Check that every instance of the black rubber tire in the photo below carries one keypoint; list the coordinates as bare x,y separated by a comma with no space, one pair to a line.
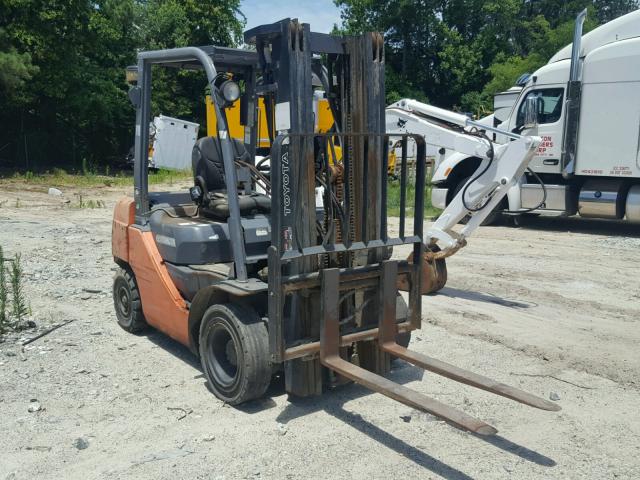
126,301
492,218
234,352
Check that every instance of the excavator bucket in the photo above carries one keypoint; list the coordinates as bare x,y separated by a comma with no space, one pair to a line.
434,272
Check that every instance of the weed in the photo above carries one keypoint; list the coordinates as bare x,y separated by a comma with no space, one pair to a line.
4,321
60,178
393,200
82,203
19,301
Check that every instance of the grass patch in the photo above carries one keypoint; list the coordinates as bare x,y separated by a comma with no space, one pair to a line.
60,178
393,200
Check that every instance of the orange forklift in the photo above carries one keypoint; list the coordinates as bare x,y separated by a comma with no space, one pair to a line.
258,284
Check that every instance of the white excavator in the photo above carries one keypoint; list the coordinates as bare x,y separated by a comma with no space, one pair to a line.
499,169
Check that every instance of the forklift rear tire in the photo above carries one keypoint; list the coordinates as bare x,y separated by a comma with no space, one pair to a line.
234,351
126,300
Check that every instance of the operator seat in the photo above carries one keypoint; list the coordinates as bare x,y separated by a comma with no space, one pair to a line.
209,176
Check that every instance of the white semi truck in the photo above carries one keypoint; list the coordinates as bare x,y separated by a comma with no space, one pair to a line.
587,101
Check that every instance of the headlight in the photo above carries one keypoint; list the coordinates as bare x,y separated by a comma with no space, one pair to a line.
230,91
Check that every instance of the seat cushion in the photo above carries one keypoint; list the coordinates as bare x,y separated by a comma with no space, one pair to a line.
218,205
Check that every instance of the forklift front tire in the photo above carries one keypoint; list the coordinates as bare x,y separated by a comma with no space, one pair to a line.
234,351
126,300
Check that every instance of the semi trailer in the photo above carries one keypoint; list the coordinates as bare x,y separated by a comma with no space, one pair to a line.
588,114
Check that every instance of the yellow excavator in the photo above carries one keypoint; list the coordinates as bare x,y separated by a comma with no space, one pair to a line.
324,123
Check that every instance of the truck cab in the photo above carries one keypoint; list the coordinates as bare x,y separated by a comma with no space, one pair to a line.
587,101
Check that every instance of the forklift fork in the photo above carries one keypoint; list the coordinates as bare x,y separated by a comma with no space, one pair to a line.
330,357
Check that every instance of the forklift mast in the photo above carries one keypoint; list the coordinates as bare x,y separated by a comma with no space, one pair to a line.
354,240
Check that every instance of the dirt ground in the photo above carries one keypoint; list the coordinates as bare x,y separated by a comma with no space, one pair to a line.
552,307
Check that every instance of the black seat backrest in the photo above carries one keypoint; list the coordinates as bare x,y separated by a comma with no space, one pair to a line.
208,165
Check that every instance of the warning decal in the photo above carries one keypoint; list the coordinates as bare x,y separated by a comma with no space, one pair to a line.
545,149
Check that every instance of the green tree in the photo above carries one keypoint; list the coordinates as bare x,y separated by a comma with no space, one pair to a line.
460,52
63,98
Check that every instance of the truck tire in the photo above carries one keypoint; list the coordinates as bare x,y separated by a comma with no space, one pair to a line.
491,219
126,301
234,352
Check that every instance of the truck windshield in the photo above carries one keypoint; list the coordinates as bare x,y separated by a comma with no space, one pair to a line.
549,105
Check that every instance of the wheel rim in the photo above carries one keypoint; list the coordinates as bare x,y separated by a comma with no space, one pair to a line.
222,357
123,301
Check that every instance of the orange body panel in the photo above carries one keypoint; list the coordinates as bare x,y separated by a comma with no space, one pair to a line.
162,305
123,216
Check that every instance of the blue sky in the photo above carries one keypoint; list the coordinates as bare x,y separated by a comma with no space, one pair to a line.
320,14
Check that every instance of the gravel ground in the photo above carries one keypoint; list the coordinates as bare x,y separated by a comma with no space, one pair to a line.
551,307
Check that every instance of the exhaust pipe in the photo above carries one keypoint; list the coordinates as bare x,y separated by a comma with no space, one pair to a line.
572,108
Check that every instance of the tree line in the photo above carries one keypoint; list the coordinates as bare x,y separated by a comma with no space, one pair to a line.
63,96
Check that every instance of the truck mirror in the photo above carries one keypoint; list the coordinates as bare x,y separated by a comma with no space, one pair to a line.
530,112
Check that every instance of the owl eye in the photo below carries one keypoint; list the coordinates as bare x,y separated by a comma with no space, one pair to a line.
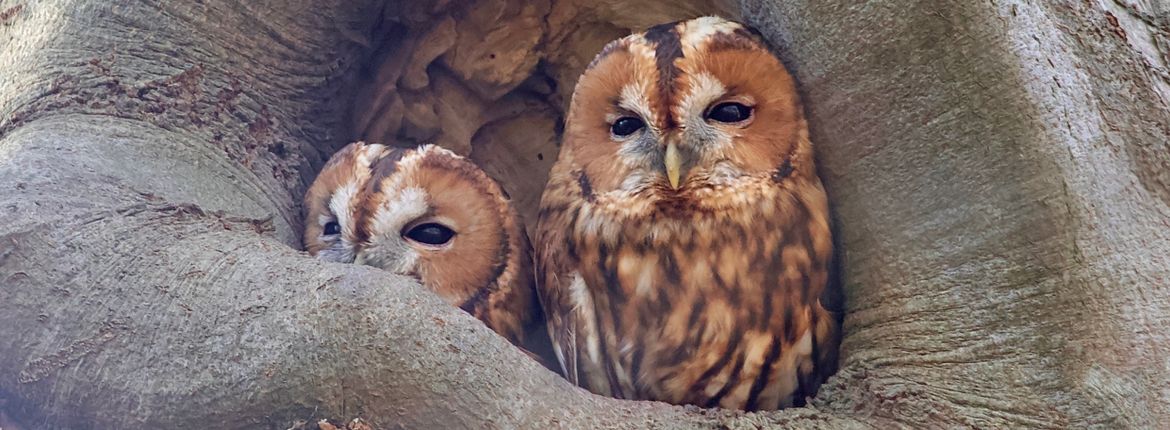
729,112
626,125
432,234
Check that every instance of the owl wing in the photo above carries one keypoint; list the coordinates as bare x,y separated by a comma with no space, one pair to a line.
555,275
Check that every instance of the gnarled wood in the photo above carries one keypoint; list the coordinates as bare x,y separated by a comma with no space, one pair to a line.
998,172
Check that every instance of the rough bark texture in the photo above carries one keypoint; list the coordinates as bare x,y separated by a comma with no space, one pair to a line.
1000,173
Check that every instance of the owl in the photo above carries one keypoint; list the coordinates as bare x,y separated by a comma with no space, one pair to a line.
334,199
683,240
433,215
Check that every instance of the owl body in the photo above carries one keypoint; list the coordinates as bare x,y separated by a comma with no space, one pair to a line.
683,256
433,215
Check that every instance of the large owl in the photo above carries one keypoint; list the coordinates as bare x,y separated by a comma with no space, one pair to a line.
433,215
683,240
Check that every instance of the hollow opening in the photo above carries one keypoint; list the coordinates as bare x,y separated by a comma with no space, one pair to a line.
491,78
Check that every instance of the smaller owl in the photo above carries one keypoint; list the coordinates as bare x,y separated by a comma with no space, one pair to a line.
433,215
332,201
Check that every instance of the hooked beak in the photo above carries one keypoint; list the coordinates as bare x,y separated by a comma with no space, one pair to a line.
673,161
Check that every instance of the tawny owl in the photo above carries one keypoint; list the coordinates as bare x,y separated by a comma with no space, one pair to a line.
433,215
683,240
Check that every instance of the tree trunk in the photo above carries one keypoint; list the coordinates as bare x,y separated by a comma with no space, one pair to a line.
999,172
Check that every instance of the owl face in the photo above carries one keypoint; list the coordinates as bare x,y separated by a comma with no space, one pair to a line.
334,199
683,108
432,214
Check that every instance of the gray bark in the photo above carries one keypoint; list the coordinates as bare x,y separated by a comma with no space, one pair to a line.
998,171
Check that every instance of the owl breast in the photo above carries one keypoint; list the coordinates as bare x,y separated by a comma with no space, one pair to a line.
708,305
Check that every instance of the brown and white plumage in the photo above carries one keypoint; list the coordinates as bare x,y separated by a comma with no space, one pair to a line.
433,215
683,238
334,200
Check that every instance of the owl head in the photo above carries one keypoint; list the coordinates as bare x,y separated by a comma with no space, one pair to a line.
334,199
685,106
432,214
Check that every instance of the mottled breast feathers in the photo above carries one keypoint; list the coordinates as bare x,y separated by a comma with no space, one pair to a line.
683,240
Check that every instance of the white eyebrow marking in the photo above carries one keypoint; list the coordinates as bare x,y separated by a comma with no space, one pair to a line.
339,205
704,89
634,99
700,29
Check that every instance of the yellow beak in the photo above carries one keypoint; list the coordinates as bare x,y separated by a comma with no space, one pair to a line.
673,164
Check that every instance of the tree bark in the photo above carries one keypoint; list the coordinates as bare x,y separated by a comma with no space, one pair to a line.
998,171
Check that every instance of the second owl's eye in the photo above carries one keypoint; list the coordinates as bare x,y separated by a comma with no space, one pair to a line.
729,112
432,234
626,125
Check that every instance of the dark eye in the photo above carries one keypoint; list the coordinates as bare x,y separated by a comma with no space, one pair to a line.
729,112
432,234
626,125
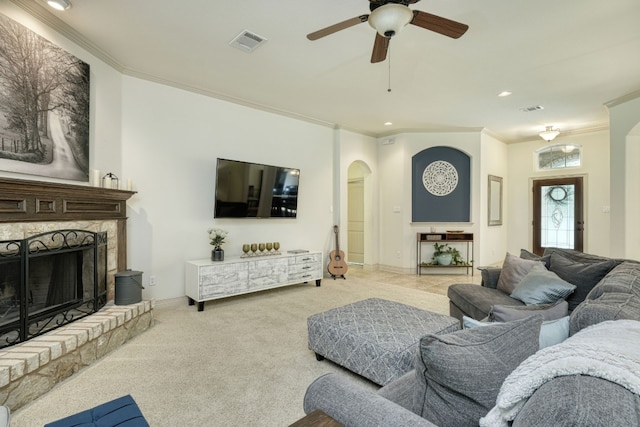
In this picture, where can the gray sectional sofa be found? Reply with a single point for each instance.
(477, 375)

__________

• **Exercise brief**: Would you please write out the entries in full, exactly as they read, but without pictures?

• **Exercise output**:
Check that every instance of the black rubber tire in the photo below carries one keypoint; list the coordinates as bare x,y separated by a comma with no space, one pair to a line.
126,301
492,218
234,352
Check that every instance of the excavator bucket in the photo above carries one keypoint; list the coordinates as bare x,y separated by a comma with no space, one pair to a line.
434,272
Check that every instance of the weed in the photo above carries one keypoint; list the coordinates as bare x,y separated by a comma with no space, one pair to a line.
4,321
60,178
393,200
82,203
19,301
Check that every instance of the grass patch in the photo above carries one keypoint; list the coordinates as bare x,y separated by a comma with no space, one pair to a line.
60,178
393,200
Check that every instance of the orange forklift in the photo above carries one keypoint; list the coordinates as bare x,y separated by a comma with no space, one pair to a line.
258,284
Check that every instance of the white excavator in the photo above carries one keypoint; list the coordinates as bare x,y separated by a comma with no space, one pair to a line.
499,169
Check that every instance of the forklift rear tire in the photo above carries one keypoint; list the coordinates as bare x,y separated by a comma with no space, one pair to a line.
234,351
126,300
Check that every instance of the operator seat in the photo above carries one keypoint; list the coordinates as bare x,y separated by a comma with no space, one pair to a line.
209,176
Check that every instance of the white semi truck in the photo above carries one keypoint; list the coordinates as bare x,y separated by a comma with no space, one pair to a line.
587,101
Check that every instance of the headlight in the photo above carries one keypoint; list the coordinates as bare x,y separated by a comma with no space, one pair to a line.
230,91
Check that every instance of the seat cushion in the photo above carries one keypoint; list the coordinates as bare x,y separated by a comma with no space, one pair to a line.
218,205
Check that every instance of the forklift front tire in the photo above carries one keypoint; list the coordinates as bare x,y separated by a comma with no space, one pair to a line.
234,351
126,300
Check that every instance of the semi trailer in the photo above carries one keypoint; list the coordinates as bare x,y separated by a comma with no space, one pair to a line.
588,114
Check that every instance of the yellow excavator in the photo above carries one keypoint; list the coordinates as bare x,y separated by a comma with no space, one pair to a line.
324,123
Check that every instance of the truck cab in the photo above carries one keypoint; list the coordinates as bare x,y separated by a comma with no space, one pair to a line.
587,101
Check that every instance of the forklift fork in the photo above carries one keypoint; list the coordinates as bare x,y separated by a comma with no space, one pair to a line.
330,357
Check that every instance of the forklift mast in the photo above carries one keypoint; list the coordinates as bare x,y separated by a comma with no space, one pair to a line.
354,240
Check that every instance of the dirt ground in the photo above carries one keypoint; list the coordinates as bare x,y separated by a comma with no space, one pair to a line.
552,307
Check that every instance of the black seat backrest in the photo above carries one keypoint; list the coordinates as bare x,y separated by a comma with no space, one pair to a line.
208,165
Check that every instance of the warning decal in the photo above carries one keypoint; list the coordinates as bare x,y separated by a comma with no space, one pair to a line.
545,149
Check that every instance of the green tree in the photo above carries one keypoint; list the coordinates as bare x,y separated by a comma with no space, one pair to a line.
460,52
63,98
Check that every instance of the truck tire in the photo above carries one keypoint; list the coordinates as bare x,y separated by a comma with no space, one pair to a line.
491,219
126,301
234,352
Check that every instance of the truck windshield in the photo above carries one keypoint; list the coordinates as bare x,y separated by a comma with no space, one pair to a line.
549,105
Check that every instance of the wheel rim in the photo above carries one keypoint; list the coordinates as bare x,y separated by a comma with no space, one pair to a line.
222,357
123,301
Check that every instance of the orange body panel in the photo above carries one keypoint; list the coordinates as bare x,y separated by a comma with no space, one pair to a line.
162,305
123,216
Check that every instance of the blue sky in the photo above carries one keypoint; list the coordinates as bare x,y separated by a comma with no space, one pair to a line.
320,14
Check that every instance of the gravel ground in the photo above carries one keypoint; list the coordinates as bare x,y separated by a comma with no space, one pair to a line.
551,307
Check that every instance of the exhaust pipe in the photo above carries one keypoint; list the coordinates as bare x,y separated by a comma with no space, one pair to a line.
572,108
Check that every instance of the tree line in the photo above carries one keypoint; list the coordinates as bare x,y separated by a comma with no space, one pair to a line.
63,96
Check that every instance of the truck mirror in the photo above carries one keypoint; list the coordinates as bare x,y separated by a comma with no space, one pair to a line.
530,112
Check that every instance of the owl eye in the photo below carries one keypoint; list the coordinates as bare x,y separated by a comma with no space, one pair to a line.
729,112
626,125
432,234
Check that every instance of the owl wing in the photo above carries one keypoint; list the coordinates as bare x,y separated by a comma with no space, one pair to a line.
555,275
Check that every instance of the gnarled wood in the photo above carries one keypoint; list the coordinates as bare x,y separated by a comma with no space, one pair to a line.
998,172
Check that every instance of the rough bark texture in the photo above carries one keypoint; list the coordinates as bare x,y separated by a comma with no space, one pair to a line.
1000,173
Check that every instance of the owl in the photo above carries one keypoint; list the coordinates as bare x,y separated by a comma with no space, one pair to a line.
334,199
683,240
433,215
Check that every instance of the owl body in the photo above carries one keypoint; list the coordinates as bare x,y separated by a comma with no space, one pair to a line.
683,256
433,215
Check that every instance of the large owl in the photo above carries one keypoint; list the coordinates as bare x,y separated by a comma with no space, one pair to a line.
433,215
683,240
Check that every instance of the hollow opening in the photo above carries one keypoint; list the coordinates as bare x,y separated by a comma with no space, one pair to a line.
491,78
Check that every instance of the smaller owl in the photo above carries one keypoint; list the coordinates as bare x,y separated by a comma with no space, one pair to a line.
433,215
332,201
Check that every instance of the hooked beak in the photo above carries one keypoint; list the coordinates as bare x,y separated by a comma with no space, one pair to a line.
673,161
Check that every instance of the tawny owl in the photo above carries one keypoint; list the coordinates as bare x,y separated by a comma with no space, one pair to a line.
433,215
683,240
Check that every instance of the tree trunk in the photo above carries one keypoint; list the coordinates as bare x,y separated by a comma with no space, one pair to a line.
999,172
Check that every instance of the owl face in the photo above carries one keypoint; list the coordinates as bare x,y separated by a comma with no space, one pair to a line.
334,199
683,108
432,214
Check that every instance of the gray bark in the photo above carries one keypoint; list the coordinates as bare x,y separated by a comma with no space, one pair to a line.
998,171
Check that every instance of the owl breast in the photo above carries one keypoint; list the coordinates as bare x,y separated by a comma with no space, one pair to a line.
708,305
Check that every instance of the brown and white plumage in the photo above carries one keypoint; list the coordinates as bare x,y separated by a comma with no space, one pair to a line.
433,215
683,238
334,200
Check that every instance of the owl head in the photo above carries one keypoint; list the coordinates as bare x,y separated by a comma with no space, one pair to a line.
334,199
685,106
432,214
Check that every instance of the mottled breast feathers in the photo above carries one keypoint; list the coordinates as bare x,y separated by a comma with no space, one pair to a line.
683,240
Check that every instance of the white eyebrow marking in the photo above carries one keypoint; list the coordinates as bare x,y separated by a comma with no space, one pair to a line.
339,205
704,89
634,99
700,29
Check that every instance of the yellow beak in the photo above carries one keypoint; list the coordinates as bare x,y separated by a comma with no space, one pair to a line.
673,164
Check that every instance of the tree bark in the photo above carries one keypoint; list the coordinates as bare x,y separated by a comma with no space, one pair to a line.
998,171
Check that every instance of the second owl's eye in the photo above carries one keypoint; list the coordinates as bare x,y separated by a comma with no space, one pair to a line.
729,112
432,234
626,125
Check that every instance of the dark eye in the photo above carries one keypoint; list the coordinates as bare x,y separated by a comma with no space, one pair to a line.
729,112
432,234
626,125
In this picture, where can the gray sectional sofa be found? Reply with a single point for each instance.
(477, 375)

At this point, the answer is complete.